- Job:
Retype all of the data. Every line must match exactly.

- Records:
○ ○ ○
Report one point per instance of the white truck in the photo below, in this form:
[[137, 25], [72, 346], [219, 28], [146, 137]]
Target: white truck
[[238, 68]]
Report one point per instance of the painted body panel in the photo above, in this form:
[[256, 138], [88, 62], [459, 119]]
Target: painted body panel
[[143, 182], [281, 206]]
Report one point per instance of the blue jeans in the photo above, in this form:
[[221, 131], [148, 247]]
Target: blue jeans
○ ○ ○
- Solution to the problem:
Report one point per instance of the white truck in the photo below, in this form:
[[137, 25], [72, 346], [219, 28], [146, 137]]
Target: white truck
[[238, 68]]
Report one point per instance of the painted body panel in the photo above, in this form:
[[256, 138], [88, 62], [459, 119]]
Target: painted body panel
[[143, 182], [281, 206]]
Report one point per instance of the blue jeans in the photo above, in this form:
[[221, 131], [148, 247]]
Target: blue jeans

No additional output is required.